**What you will do:**
Could you render the whole listing below as a Markdown table with the columns Row and Line, one numbered row per line, skipping blank lines and leaving the pictures out?

------ Provided information ------

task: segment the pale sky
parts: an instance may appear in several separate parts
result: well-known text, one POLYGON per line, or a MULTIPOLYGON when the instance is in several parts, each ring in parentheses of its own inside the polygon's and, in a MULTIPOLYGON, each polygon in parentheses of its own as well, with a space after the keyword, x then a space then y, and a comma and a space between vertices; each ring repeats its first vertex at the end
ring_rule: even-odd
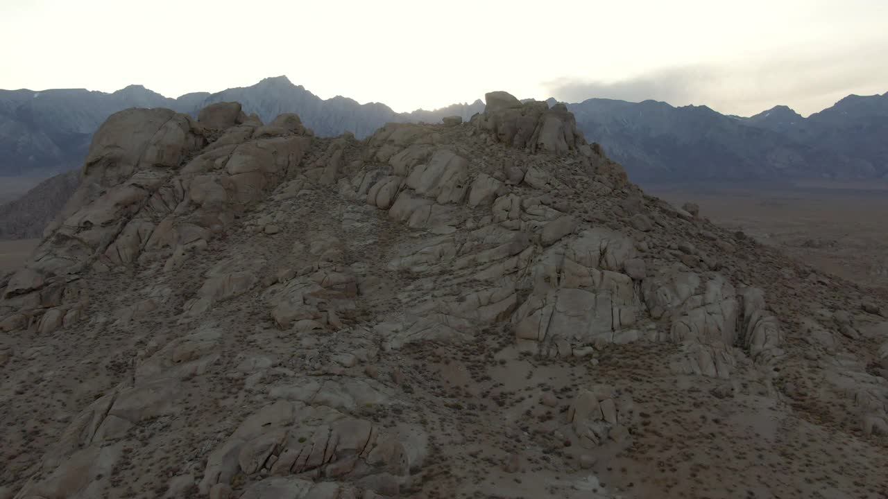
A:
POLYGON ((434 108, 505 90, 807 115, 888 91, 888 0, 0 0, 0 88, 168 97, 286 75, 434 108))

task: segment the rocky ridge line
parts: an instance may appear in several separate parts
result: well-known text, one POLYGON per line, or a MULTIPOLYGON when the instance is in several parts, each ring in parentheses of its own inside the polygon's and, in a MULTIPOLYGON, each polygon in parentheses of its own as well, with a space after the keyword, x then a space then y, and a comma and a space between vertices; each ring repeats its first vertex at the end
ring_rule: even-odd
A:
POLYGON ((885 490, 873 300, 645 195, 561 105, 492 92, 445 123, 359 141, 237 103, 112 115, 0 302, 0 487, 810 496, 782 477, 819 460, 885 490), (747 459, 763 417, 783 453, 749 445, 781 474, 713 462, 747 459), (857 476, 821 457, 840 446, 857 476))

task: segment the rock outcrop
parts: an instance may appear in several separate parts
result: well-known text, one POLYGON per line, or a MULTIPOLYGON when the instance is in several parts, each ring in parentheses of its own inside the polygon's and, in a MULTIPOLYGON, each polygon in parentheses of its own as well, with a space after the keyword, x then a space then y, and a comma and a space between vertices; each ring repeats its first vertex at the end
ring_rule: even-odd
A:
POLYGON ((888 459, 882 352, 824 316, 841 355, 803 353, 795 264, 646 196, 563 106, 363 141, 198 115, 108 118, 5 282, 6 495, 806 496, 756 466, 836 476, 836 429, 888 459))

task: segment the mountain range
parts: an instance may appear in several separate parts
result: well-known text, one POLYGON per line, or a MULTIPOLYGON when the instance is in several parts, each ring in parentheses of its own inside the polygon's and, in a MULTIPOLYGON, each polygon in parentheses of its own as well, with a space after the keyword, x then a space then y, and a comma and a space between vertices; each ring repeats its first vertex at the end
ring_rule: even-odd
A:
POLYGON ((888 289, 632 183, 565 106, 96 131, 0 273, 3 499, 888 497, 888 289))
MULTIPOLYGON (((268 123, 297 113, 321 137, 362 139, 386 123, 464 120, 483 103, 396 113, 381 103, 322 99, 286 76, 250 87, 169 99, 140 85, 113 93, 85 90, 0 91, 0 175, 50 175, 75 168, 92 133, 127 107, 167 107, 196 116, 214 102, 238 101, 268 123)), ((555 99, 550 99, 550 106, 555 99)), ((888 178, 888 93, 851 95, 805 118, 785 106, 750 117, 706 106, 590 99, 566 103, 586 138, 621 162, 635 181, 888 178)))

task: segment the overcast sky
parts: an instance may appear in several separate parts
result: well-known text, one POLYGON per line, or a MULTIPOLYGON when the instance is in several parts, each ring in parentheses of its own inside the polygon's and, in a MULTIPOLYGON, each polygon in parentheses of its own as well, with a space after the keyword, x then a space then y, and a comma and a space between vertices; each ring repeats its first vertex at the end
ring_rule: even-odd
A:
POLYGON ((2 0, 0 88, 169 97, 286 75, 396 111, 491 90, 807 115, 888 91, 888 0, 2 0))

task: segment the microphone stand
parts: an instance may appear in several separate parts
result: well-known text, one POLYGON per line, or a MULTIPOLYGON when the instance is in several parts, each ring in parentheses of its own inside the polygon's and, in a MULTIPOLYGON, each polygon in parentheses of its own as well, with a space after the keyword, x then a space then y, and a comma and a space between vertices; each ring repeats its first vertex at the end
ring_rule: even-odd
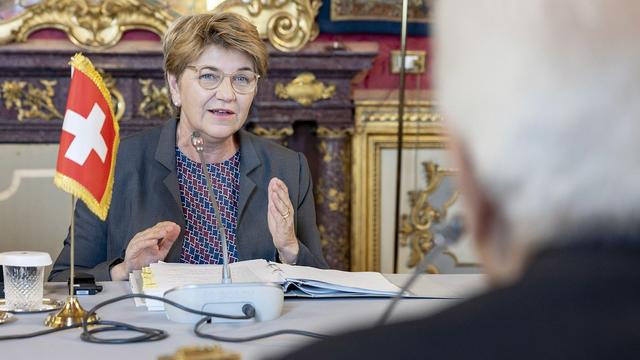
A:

------

**Exercise answer:**
| Row | Line |
|---|---|
| 1 | task: segment the pale sky |
| 2 | parts: an instance may appear in several separate parts |
| 3 | result: well-known text, one POLYGON per line, or a MULTIPOLYGON when the instance is in several parts, each ring in parentheses of its own inside the polygon's and, in a MULTIPOLYGON, each polygon in parentheses of its own as well, with a space after the keyword, x then a space then y, and a comma and a space between vertices; each ring repeats its first vertex at the end |
| 4 | ring_rule: even-odd |
| 5 | A: |
| 6 | POLYGON ((434 108, 505 90, 807 115, 888 91, 888 0, 0 0, 0 88, 168 97, 286 75, 434 108)) |
| 7 | task: segment the rocky ridge line |
| 8 | parts: an instance may appear in several separate parts |
| 9 | result: well-known text, one POLYGON per line, or a MULTIPOLYGON when the instance is in several parts, each ring in parentheses of its own inside the polygon's and, in a MULTIPOLYGON, each polygon in parentheses of its own as well, with a space after the keyword, x then a space then y, and a comma and a space between vertices; each ring repeats its first vertex at the end |
| 10 | ring_rule: even-odd |
| 11 | A: |
| 12 | POLYGON ((885 490, 873 300, 645 195, 561 105, 492 92, 445 123, 359 141, 237 103, 112 115, 0 302, 0 487, 810 496, 782 477, 819 460, 885 490), (747 459, 763 417, 783 453, 749 445, 781 474, 713 462, 747 459), (857 476, 821 457, 840 446, 857 476)) |
| 13 | task: segment the rock outcrop |
| 14 | parts: an instance may appear in several separate parts |
| 15 | result: well-known text, one POLYGON per line, or a MULTIPOLYGON when the instance is in several parts, each ring in parentheses of its own inside the polygon's and, in a MULTIPOLYGON, each polygon in parentheses of its own as well, with a space after the keyword, x then a space then y, and a comma and a space between vertices; each ring repeats its first vertex at the end |
| 16 | ring_rule: even-odd |
| 17 | A: |
| 18 | POLYGON ((888 459, 882 352, 824 316, 841 355, 803 353, 795 264, 646 196, 563 106, 363 141, 198 115, 108 118, 5 282, 6 495, 806 496, 756 466, 836 476, 836 429, 888 459)) |
| 19 | task: segment the mountain range |
| 20 | parts: an instance may appear in several separate parts |
| 21 | result: well-known text, one POLYGON per line, or a MULTIPOLYGON when the instance is in several parts, each ring in parentheses of its own inside the polygon's and, in a MULTIPOLYGON, each polygon in parentheses of its own as well, with a space after the keyword, x then a space then y, and a comma and a space between vertices; each ring repeats its first vertex at the end |
| 22 | ring_rule: even-odd |
| 23 | A: |
| 24 | POLYGON ((888 289, 632 183, 565 106, 96 131, 0 273, 3 499, 888 497, 888 289)) |
| 25 | MULTIPOLYGON (((268 123, 297 113, 321 137, 362 139, 386 123, 464 120, 483 103, 396 113, 381 103, 322 99, 286 76, 250 87, 169 99, 140 85, 113 93, 85 90, 0 91, 0 175, 50 175, 75 168, 92 133, 127 107, 167 107, 196 116, 214 102, 238 101, 268 123)), ((555 99, 550 99, 550 106, 555 99)), ((888 178, 888 93, 851 95, 805 118, 785 106, 750 117, 706 106, 590 99, 566 103, 586 138, 621 162, 635 181, 888 178))) |
| 26 | task: segment the overcast sky |
| 27 | parts: an instance may appear in several separate parts |
| 28 | result: well-known text, one POLYGON per line, or a MULTIPOLYGON when the instance is in several parts, each ring in parentheses of its own inside the polygon's and, in a MULTIPOLYGON, each polygon in parentheses of its own as well, with a space after the keyword, x then a space then y, and a comma and a space between vertices; each ring repeats its first vertex at the end |
| 29 | ring_rule: even-odd |
| 30 | A: |
| 31 | POLYGON ((2 0, 0 88, 169 97, 286 75, 396 111, 491 90, 807 115, 888 91, 888 0, 2 0)) |
| 32 | task: segment the microphone stand |
| 33 | parts: an instance may appear in several separate parts |
| 34 | result: well-known text, one POLYGON per line, or a MULTIPOLYGON when the instance is in several parts, each ring in parentheses of its own inside the polygon's and, in a MULTIPOLYGON, each polygon in parentheses of its own as well, with a space after the keyword, x then a space then y, and a comma and a space between vertices; each ring repeats its first vertex at the end |
| 35 | ring_rule: even-odd |
| 36 | A: |